**GIVEN PROBLEM A:** In the illumination device passage below, which parts carry a reference number that ends in a letter? Give each part with its number.

====================

As shown in FIG. 7(f), in some embodiments, the illumination device
200 may include three connection terminals 203a, 203b and 203c,
each of which may include one impedance branch circuit. A first
connection terminal 203a and a second connection terminal 203b may
be connected to a driving circuit of a first illumination lamp
202a, and the first connection terminal 203a and a third connection
terminal 203c may be connected to the driving circuit of a second
illumination lamp 202b.
Referring to FIG. 8, FIG. 8 schematically illustrates structural
diagrams of illumination devices 300 according to another
embodiment of the present disclosure. In some embodiments, the
illumination device 300 may include a driving power supply 301,
three illumination lamps 302, and one or more connection terminals
303. This embodiment may be applied to an illumination system
including three lamps.
Similar to the embodiments shown in FIG. 7, the driving power
supply 301 may include a plurality of groups of output ends, and
two ends of each illumination lamp 302 may be coupled with one
group of output ends to form a driving circuit. Different
illumination lamps 302 may be connected in different driving
circuits. The plurality of groups of output ends may share a common
end a1.
As shown in FIG. 8(a), in some embodiments, the illumination device
300 may include one connection terminal 303, and the one connection
terminal 303 may include four impedance branch circuits. The four
impedance branch circuits of the one connection terminal 303 may be
respectively connected to driving circuits of the three
illumination lamps 302.
As shown in FIGS. 8(b) and (c), the illumination device 300 may
include a plurality of connection terminals 303, and each
connection terminal 303 may include one or more impedance branch
circuits. A plurality of impedance branch circuits of the plurality
of connection terminals 303 may be respectively connected to
driving circuits of the three illumination lamps 302.
Referring to FIG. 9, FIG. 9 schematically illustrates structural
diagrams of illumination devices 400 according to another
embodiment of the present disclosure. The illumination device 400
may include a driving power supply 401, four illumination lamps
402, and one or more connection terminals 403. This embodiment may
be applied to an illustration system including four lamps.
As shown in FIG. 9(a), in some embodiments, the four illumination
lamps 402 may be divided into two groups, and the two groups of
illumination lamps 402 may be respectively coupled to two groups of
output ends of the driving power supply 401 to form two driving
circuits. The two illumination lamps 402 of each group may be
connected in series in a same driving circuit. The illumination
device 400 may include two connection terminals 403 that are
respectively connected in the two driving circuits. Each connection
terminal 403 may include two impedance branch circuits, and the two
impedance branch circuits are both connected in the same driving
circuit.

====================

**GIVEN PROBLEM B:** Transcribe the entries from their very first line through the line containing "[[49, 44, 64, 53]]", with both ends included.

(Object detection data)
====================

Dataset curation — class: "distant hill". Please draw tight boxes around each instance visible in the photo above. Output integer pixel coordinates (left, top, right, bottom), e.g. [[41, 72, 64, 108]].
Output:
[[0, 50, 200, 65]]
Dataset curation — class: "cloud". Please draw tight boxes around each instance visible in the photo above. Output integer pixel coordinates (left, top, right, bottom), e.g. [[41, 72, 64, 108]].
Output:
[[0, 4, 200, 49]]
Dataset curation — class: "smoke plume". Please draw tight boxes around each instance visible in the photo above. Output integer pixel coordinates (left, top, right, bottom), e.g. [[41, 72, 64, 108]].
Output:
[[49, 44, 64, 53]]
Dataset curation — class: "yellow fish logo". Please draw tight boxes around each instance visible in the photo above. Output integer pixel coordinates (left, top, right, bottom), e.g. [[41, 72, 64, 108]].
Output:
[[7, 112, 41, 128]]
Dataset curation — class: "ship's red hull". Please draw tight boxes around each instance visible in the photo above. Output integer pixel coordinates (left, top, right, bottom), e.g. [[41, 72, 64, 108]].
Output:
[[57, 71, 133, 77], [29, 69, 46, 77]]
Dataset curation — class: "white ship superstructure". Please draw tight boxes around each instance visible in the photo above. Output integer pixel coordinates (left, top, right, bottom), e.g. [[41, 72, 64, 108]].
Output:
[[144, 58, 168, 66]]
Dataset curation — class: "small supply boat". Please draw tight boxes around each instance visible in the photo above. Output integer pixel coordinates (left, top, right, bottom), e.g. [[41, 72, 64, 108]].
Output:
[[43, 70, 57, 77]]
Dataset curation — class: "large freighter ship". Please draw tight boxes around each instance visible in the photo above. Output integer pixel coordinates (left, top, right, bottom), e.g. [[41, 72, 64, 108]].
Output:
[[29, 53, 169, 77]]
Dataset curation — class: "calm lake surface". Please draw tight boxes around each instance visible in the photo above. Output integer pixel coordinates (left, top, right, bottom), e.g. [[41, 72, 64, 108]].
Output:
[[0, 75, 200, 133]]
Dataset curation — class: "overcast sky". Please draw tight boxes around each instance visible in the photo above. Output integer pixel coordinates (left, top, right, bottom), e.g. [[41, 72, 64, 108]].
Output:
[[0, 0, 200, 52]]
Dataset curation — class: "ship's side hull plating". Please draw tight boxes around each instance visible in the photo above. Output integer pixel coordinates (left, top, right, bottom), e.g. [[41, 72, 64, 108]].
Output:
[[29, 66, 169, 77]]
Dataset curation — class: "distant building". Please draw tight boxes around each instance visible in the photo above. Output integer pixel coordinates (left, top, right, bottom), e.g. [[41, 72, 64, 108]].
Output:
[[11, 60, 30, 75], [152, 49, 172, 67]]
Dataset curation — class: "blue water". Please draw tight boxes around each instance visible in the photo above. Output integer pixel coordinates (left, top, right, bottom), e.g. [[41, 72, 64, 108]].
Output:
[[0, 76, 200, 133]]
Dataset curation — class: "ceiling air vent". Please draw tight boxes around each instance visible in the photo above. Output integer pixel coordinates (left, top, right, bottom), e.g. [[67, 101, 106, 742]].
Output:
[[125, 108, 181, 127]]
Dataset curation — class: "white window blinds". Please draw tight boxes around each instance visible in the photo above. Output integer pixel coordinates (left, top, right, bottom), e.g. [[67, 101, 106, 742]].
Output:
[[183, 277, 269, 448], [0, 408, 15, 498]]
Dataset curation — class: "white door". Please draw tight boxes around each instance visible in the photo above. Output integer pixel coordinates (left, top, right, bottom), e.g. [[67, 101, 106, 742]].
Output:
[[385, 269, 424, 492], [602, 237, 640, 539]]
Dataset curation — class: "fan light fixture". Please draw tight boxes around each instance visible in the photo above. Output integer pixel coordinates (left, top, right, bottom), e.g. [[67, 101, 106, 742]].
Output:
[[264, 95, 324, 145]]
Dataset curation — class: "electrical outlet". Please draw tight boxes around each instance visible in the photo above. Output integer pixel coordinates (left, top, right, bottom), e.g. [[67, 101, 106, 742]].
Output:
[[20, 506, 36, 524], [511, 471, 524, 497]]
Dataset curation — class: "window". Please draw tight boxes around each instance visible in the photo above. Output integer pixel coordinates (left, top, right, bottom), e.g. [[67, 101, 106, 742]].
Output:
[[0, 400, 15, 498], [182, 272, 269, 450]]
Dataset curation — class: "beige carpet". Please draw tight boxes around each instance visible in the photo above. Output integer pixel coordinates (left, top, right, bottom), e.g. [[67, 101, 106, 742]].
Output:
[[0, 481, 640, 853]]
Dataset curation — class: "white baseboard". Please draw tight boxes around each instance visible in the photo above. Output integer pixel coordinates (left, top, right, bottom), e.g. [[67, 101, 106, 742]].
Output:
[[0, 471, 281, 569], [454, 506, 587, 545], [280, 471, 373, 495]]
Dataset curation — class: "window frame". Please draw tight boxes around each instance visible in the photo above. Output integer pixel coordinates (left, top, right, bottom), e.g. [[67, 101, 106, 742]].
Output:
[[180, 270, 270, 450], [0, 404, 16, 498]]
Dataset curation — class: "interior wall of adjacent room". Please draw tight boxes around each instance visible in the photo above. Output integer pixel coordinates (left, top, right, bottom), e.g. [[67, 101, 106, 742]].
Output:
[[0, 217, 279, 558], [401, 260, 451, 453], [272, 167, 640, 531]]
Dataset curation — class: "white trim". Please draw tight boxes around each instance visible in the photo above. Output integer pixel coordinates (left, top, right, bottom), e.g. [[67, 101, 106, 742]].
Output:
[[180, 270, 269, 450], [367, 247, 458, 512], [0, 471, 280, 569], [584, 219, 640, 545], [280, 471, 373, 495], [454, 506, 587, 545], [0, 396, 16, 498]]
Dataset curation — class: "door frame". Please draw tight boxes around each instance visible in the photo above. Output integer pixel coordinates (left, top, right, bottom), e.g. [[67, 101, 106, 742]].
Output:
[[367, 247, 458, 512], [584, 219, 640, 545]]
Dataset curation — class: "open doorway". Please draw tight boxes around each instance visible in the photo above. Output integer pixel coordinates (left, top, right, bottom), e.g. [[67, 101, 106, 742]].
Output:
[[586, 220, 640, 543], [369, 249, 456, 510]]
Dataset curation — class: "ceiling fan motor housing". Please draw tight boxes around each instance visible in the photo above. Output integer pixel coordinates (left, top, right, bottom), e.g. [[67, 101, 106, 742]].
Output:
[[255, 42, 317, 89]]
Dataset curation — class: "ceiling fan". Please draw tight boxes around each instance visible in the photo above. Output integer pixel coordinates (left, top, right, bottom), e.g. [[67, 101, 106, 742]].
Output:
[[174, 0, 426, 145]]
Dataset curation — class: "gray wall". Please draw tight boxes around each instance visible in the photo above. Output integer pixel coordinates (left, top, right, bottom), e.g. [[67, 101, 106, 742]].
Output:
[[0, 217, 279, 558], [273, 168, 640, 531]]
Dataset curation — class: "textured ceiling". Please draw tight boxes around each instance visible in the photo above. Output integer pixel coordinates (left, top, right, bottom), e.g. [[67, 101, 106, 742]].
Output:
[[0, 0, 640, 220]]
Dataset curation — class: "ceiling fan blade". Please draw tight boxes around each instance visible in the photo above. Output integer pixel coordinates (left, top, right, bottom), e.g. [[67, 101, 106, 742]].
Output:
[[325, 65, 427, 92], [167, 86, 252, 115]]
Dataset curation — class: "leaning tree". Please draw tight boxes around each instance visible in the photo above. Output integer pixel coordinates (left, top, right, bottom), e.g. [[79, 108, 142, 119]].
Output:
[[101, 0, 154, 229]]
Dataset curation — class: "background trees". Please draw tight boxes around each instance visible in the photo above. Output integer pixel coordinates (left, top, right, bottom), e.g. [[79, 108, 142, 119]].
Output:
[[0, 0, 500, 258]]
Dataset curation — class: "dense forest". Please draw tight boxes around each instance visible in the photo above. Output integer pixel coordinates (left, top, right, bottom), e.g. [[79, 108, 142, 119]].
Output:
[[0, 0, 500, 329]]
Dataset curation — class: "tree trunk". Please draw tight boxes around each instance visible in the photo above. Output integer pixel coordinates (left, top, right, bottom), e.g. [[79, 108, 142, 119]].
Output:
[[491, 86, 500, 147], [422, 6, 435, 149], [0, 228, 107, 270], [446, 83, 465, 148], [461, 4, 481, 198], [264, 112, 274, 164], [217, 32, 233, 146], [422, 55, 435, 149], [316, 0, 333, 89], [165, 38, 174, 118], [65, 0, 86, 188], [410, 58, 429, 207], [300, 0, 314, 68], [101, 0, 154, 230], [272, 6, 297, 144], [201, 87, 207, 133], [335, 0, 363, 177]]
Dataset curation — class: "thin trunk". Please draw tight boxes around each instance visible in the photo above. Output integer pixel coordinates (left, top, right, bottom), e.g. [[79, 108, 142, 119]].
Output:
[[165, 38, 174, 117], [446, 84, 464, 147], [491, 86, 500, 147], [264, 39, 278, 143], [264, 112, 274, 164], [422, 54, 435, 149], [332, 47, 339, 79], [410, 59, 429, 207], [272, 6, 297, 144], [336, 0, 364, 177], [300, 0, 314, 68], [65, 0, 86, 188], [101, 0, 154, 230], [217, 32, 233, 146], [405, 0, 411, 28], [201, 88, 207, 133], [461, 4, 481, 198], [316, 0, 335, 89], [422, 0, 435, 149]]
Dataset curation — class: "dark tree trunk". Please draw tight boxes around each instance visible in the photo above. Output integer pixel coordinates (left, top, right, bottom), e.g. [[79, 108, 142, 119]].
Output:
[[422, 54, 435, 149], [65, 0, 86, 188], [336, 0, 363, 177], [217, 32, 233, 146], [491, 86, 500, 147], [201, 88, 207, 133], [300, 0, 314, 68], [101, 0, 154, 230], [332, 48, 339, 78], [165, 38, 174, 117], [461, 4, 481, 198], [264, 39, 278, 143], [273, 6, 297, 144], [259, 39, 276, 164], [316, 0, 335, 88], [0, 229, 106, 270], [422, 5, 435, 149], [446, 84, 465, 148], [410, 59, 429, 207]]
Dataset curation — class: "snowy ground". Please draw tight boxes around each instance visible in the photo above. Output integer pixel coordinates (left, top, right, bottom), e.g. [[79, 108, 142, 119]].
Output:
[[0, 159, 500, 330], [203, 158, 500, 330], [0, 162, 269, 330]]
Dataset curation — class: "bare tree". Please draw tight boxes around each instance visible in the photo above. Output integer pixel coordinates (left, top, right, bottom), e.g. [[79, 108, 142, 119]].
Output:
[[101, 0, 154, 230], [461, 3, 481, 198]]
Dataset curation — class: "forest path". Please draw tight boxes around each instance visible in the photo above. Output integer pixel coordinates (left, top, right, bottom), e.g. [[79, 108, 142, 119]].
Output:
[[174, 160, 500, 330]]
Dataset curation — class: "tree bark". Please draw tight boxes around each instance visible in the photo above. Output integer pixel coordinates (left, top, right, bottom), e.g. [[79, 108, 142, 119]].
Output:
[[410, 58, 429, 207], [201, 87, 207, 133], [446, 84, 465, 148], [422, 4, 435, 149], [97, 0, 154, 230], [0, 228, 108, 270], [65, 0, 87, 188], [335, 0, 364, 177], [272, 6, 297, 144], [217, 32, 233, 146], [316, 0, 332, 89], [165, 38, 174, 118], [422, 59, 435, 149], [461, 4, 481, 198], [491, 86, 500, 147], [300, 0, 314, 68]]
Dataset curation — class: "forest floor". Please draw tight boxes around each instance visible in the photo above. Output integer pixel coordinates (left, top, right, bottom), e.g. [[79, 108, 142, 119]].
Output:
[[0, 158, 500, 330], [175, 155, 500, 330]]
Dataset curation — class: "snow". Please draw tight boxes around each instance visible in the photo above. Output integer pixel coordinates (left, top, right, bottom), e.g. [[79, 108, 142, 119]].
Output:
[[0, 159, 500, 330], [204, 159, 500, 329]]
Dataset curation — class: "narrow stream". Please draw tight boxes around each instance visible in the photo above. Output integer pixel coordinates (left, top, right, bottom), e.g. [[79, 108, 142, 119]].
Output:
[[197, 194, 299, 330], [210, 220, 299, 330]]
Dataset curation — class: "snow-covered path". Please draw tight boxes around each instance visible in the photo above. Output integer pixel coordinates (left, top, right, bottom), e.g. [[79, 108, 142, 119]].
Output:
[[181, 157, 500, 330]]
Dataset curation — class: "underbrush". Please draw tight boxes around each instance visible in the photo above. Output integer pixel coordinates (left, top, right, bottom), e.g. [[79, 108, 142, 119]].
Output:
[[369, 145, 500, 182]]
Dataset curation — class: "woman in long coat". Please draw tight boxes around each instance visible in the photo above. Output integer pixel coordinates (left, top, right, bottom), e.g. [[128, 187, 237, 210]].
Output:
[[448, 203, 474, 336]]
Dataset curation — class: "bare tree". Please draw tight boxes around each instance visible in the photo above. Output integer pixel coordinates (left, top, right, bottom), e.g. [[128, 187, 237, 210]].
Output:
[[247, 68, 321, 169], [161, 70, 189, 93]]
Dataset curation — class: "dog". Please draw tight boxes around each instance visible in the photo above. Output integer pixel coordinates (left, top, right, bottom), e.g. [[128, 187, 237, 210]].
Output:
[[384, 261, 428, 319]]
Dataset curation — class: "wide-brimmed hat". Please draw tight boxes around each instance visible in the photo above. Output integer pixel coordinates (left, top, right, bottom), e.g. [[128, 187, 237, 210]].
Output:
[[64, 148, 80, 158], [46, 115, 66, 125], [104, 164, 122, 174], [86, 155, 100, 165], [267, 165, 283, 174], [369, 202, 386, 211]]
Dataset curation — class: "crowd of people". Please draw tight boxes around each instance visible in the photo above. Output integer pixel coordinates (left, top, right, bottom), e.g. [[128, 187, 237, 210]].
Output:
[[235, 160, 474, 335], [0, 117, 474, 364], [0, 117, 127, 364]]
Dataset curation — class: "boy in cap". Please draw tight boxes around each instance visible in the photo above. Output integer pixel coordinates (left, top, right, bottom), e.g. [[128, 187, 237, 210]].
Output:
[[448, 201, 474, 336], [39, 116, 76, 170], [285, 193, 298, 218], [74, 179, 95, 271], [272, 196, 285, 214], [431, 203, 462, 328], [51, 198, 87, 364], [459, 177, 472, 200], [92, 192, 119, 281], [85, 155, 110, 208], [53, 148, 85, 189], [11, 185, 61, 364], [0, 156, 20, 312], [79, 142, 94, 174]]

====================

**SOLUTION A:**
- First connection terminal 203a
- Second connection terminal 203b
- Third connection terminal 203c
- First illumination lamp 202a
- Second illumination lamp 202b

**SOLUTION B:**
Dataset curation — class: "distant hill". Please draw tight boxes around each instance visible in the photo above. Output integer pixel coordinates (left, top, right, bottom), e.g. [[41, 72, 64, 108]].
Output:
[[0, 50, 200, 65]]
Dataset curation — class: "cloud". Please draw tight boxes around each instance visible in the photo above. Output integer pixel coordinates (left, top, right, bottom), e.g. [[41, 72, 64, 108]].
Output:
[[0, 4, 200, 49]]
Dataset curation — class: "smoke plume". Please draw tight boxes around each instance visible in the photo above. Output integer pixel coordinates (left, top, right, bottom), e.g. [[41, 72, 64, 108]].
Output:
[[49, 44, 64, 53]]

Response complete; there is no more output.